* _Material for this task_
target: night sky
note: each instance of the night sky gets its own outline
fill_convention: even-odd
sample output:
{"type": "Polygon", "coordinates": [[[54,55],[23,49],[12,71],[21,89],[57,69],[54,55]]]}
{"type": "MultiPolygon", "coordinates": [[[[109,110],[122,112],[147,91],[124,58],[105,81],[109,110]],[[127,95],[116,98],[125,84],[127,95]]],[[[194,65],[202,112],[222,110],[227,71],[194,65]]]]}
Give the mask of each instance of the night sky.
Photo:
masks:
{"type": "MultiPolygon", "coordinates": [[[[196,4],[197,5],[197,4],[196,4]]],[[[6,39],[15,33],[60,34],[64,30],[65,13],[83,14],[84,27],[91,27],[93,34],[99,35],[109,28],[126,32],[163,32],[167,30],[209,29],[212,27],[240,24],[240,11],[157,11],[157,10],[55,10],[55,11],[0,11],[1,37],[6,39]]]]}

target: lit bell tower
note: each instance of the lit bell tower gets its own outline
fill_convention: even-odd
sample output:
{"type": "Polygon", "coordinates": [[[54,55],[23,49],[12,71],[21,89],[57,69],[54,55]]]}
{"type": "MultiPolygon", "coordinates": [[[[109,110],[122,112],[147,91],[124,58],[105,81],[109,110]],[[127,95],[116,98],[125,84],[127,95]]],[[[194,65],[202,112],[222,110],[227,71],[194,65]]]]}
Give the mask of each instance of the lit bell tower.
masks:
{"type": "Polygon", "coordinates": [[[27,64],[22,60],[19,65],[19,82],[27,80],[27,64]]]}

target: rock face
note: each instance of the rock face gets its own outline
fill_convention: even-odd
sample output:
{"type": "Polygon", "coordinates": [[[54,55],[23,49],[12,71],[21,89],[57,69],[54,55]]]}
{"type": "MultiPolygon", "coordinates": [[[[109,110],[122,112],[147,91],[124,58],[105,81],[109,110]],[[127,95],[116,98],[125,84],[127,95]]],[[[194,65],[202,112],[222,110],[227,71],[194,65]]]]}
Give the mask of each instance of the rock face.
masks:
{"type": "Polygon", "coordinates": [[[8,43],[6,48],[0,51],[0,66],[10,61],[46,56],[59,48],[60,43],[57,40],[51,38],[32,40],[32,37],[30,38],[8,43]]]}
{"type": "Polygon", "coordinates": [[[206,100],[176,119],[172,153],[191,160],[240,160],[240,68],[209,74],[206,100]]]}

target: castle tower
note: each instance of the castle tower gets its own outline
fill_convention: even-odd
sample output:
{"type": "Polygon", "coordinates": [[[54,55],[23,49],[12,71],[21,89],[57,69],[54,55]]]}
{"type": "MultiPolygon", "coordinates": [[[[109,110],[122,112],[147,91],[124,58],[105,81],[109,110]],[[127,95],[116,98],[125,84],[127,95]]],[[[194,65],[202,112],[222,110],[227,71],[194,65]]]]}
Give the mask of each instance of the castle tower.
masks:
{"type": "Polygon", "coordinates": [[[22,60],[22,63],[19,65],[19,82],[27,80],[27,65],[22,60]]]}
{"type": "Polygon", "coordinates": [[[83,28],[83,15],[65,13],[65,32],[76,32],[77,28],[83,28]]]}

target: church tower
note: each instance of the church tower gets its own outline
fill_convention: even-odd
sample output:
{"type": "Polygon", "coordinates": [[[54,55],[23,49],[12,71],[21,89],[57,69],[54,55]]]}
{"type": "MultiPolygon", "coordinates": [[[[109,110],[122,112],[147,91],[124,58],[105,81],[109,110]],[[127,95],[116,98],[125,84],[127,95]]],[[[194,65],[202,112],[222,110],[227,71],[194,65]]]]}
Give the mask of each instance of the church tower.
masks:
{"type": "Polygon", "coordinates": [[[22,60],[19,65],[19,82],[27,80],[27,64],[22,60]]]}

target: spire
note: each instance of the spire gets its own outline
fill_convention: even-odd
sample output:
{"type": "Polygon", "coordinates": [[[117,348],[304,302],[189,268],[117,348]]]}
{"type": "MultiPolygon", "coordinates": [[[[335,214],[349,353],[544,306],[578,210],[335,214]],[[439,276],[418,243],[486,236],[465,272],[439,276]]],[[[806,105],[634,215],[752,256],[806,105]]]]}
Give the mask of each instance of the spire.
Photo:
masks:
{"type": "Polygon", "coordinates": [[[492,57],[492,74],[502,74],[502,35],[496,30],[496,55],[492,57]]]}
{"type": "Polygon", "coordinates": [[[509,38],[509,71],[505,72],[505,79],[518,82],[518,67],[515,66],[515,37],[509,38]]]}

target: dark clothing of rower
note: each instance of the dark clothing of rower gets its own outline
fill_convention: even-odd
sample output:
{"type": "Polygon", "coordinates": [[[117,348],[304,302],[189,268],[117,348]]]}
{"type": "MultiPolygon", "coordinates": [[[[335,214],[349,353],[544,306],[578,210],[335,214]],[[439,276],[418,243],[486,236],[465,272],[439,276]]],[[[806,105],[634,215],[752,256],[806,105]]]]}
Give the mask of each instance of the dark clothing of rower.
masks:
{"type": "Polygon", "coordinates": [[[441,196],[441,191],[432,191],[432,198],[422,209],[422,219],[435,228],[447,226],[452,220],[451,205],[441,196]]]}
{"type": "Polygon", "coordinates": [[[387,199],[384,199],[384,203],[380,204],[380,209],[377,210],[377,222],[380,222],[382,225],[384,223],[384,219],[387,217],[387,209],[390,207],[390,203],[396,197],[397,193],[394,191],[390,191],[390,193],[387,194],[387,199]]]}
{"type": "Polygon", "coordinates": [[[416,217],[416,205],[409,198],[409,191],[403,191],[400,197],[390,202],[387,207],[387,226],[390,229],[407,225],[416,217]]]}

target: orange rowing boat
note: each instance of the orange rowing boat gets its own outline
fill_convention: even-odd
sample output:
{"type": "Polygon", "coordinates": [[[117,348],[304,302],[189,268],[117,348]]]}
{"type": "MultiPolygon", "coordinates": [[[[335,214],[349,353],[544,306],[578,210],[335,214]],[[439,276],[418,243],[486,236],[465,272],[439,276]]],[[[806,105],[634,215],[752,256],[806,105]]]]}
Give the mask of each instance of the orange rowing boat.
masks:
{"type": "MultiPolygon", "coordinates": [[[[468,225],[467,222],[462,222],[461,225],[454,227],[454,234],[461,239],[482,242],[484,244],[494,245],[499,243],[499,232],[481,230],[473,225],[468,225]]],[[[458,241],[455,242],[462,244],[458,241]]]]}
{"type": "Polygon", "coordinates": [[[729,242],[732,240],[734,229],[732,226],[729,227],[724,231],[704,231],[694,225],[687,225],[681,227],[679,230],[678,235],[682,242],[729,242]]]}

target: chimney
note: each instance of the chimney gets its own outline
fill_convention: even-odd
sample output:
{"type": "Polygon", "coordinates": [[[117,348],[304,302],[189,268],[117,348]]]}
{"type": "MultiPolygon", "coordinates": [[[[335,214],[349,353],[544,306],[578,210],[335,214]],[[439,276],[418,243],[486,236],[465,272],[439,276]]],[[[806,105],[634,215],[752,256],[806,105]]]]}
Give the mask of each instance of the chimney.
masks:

* _What needs to be done_
Return the listing above word for word.

* _Solution_
target: night sky
note: each instance of the night sky gets its own outline
fill_convention: even-odd
sample output:
{"type": "Polygon", "coordinates": [[[54,55],[23,49],[12,71],[21,89],[57,69],[54,55]]]}
{"type": "MultiPolygon", "coordinates": [[[[109,110],[122,112],[147,91],[124,58],[105,81],[109,110]],[[127,95],[116,98],[125,84],[127,95]]],[[[194,65],[202,112],[222,110],[227,71],[194,65]]]]}
Give the mask of each instance of the night sky.
Photo:
masks:
{"type": "MultiPolygon", "coordinates": [[[[196,4],[197,5],[197,4],[196,4]]],[[[6,39],[15,33],[60,34],[64,30],[65,13],[83,14],[84,27],[91,27],[93,34],[99,35],[109,28],[126,32],[163,32],[167,30],[209,29],[212,27],[240,24],[240,11],[157,11],[157,10],[55,10],[55,11],[0,11],[1,37],[6,39]]]]}

target: lit bell tower
note: each instance of the lit bell tower gets its own outline
fill_convention: even-odd
sample output:
{"type": "Polygon", "coordinates": [[[54,55],[23,49],[12,71],[21,89],[57,69],[54,55]]]}
{"type": "MultiPolygon", "coordinates": [[[[109,110],[122,112],[147,91],[124,58],[105,81],[109,110]],[[127,95],[116,98],[125,84],[127,95]]],[[[194,65],[202,112],[222,110],[227,71],[194,65]]]]}
Give the mask of each instance of the lit bell tower.
masks:
{"type": "Polygon", "coordinates": [[[27,64],[22,60],[19,65],[19,82],[27,80],[27,64]]]}

target: rock face
note: each instance of the rock face gets its own outline
fill_convention: even-odd
sample output:
{"type": "Polygon", "coordinates": [[[54,55],[23,49],[12,71],[21,89],[57,69],[54,55]]]}
{"type": "MultiPolygon", "coordinates": [[[[109,110],[122,112],[147,91],[124,58],[105,81],[109,110]],[[127,95],[116,98],[125,84],[127,95]]],[[[194,65],[202,112],[222,110],[227,71],[194,65]]]]}
Give the mask of each instance of the rock face.
masks:
{"type": "Polygon", "coordinates": [[[8,43],[6,48],[0,51],[0,66],[10,61],[46,56],[59,48],[60,43],[57,40],[51,38],[32,40],[32,37],[30,38],[8,43]]]}
{"type": "Polygon", "coordinates": [[[206,100],[176,119],[172,153],[191,160],[240,160],[240,68],[209,74],[206,100]]]}

target: castle tower
note: each instance of the castle tower gets its own outline
fill_convention: even-odd
sample output:
{"type": "Polygon", "coordinates": [[[54,55],[23,49],[12,71],[21,89],[57,69],[54,55]]]}
{"type": "MultiPolygon", "coordinates": [[[[109,110],[122,112],[147,91],[124,58],[105,81],[109,110]],[[127,95],[116,98],[125,84],[127,95]]],[[[194,65],[202,112],[222,110],[227,71],[194,65]]]]}
Give the mask of each instance of the castle tower.
masks:
{"type": "Polygon", "coordinates": [[[22,60],[22,63],[19,65],[19,82],[27,80],[27,65],[22,60]]]}
{"type": "Polygon", "coordinates": [[[83,28],[83,15],[65,13],[65,32],[76,32],[77,28],[83,28]]]}

target: church tower
note: each instance of the church tower gets its own outline
fill_convention: even-odd
sample output:
{"type": "Polygon", "coordinates": [[[54,55],[23,49],[12,71],[21,89],[57,69],[54,55]]]}
{"type": "MultiPolygon", "coordinates": [[[[109,110],[122,112],[147,91],[124,58],[105,81],[109,110]],[[127,95],[116,98],[125,84],[127,95]]],[[[194,65],[202,112],[222,110],[227,71],[194,65]]]]}
Give the mask of each instance of the church tower.
masks:
{"type": "Polygon", "coordinates": [[[22,60],[19,65],[19,82],[27,80],[27,64],[22,60]]]}

target: spire
note: each instance of the spire gets its own outline
fill_convention: even-odd
sample output:
{"type": "Polygon", "coordinates": [[[117,348],[304,302],[189,268],[117,348]]]}
{"type": "MultiPolygon", "coordinates": [[[[335,214],[349,353],[544,306],[578,210],[335,214]],[[439,276],[418,243],[486,236],[465,272],[439,276]]],[[[806,105],[634,215],[752,256],[806,105]]]]}
Give the mask of each instance of the spire.
Photo:
masks:
{"type": "Polygon", "coordinates": [[[492,57],[492,74],[502,74],[502,35],[496,30],[496,55],[492,57]]]}
{"type": "Polygon", "coordinates": [[[509,38],[509,71],[505,72],[505,79],[518,82],[518,67],[515,66],[515,37],[509,38]]]}

target: dark clothing of rower
note: each instance of the dark clothing of rower gets its own outline
fill_convention: even-odd
sample output:
{"type": "Polygon", "coordinates": [[[117,348],[304,302],[189,268],[117,348]]]}
{"type": "MultiPolygon", "coordinates": [[[[335,214],[349,353],[544,306],[578,210],[335,214]],[[439,276],[418,243],[486,236],[465,272],[439,276]]],[[[806,105],[634,215],[752,256],[806,105]]]]}
Give the mask of each instance of the dark clothing of rower.
masks:
{"type": "Polygon", "coordinates": [[[441,196],[441,191],[432,191],[432,198],[422,209],[422,219],[435,228],[447,226],[452,220],[451,205],[441,196]]]}
{"type": "Polygon", "coordinates": [[[387,199],[384,199],[384,203],[380,204],[380,209],[377,210],[377,222],[380,222],[382,225],[384,223],[384,219],[387,217],[387,209],[390,207],[390,203],[396,197],[397,193],[394,191],[390,191],[390,193],[387,194],[387,199]]]}
{"type": "Polygon", "coordinates": [[[416,217],[416,205],[409,198],[409,191],[403,191],[400,197],[390,202],[387,207],[387,226],[390,229],[407,225],[416,217]]]}

target: orange rowing boat
note: each instance of the orange rowing boat gets its own outline
fill_convention: even-odd
sample output:
{"type": "Polygon", "coordinates": [[[117,348],[304,302],[189,268],[117,348]]]}
{"type": "MultiPolygon", "coordinates": [[[[335,214],[349,353],[544,306],[578,210],[335,214]],[[439,276],[418,243],[486,236],[465,272],[439,276]]],[[[806,105],[634,215],[752,256],[806,105]]]]}
Give the mask of each instance of the orange rowing boat.
masks:
{"type": "MultiPolygon", "coordinates": [[[[468,225],[467,222],[462,222],[461,225],[454,227],[454,234],[461,239],[482,242],[484,244],[494,245],[499,243],[499,232],[481,230],[473,225],[468,225]]],[[[458,241],[455,242],[462,244],[458,241]]]]}
{"type": "Polygon", "coordinates": [[[729,242],[732,240],[734,229],[732,226],[729,227],[724,231],[704,231],[694,225],[687,225],[681,227],[679,230],[678,235],[682,242],[729,242]]]}

target: chimney
note: each instance of the chimney gets its own outline
fill_convention: even-odd
sample output:
{"type": "Polygon", "coordinates": [[[117,348],[304,302],[189,268],[117,348]]]}
{"type": "MultiPolygon", "coordinates": [[[[335,214],[349,353],[544,306],[578,210],[335,214]],[[439,276],[418,243],[486,236],[465,272],[439,276]]],[[[806,105],[634,215],[752,256],[806,105]]]]}
Give the mask of each instance of the chimney.
masks:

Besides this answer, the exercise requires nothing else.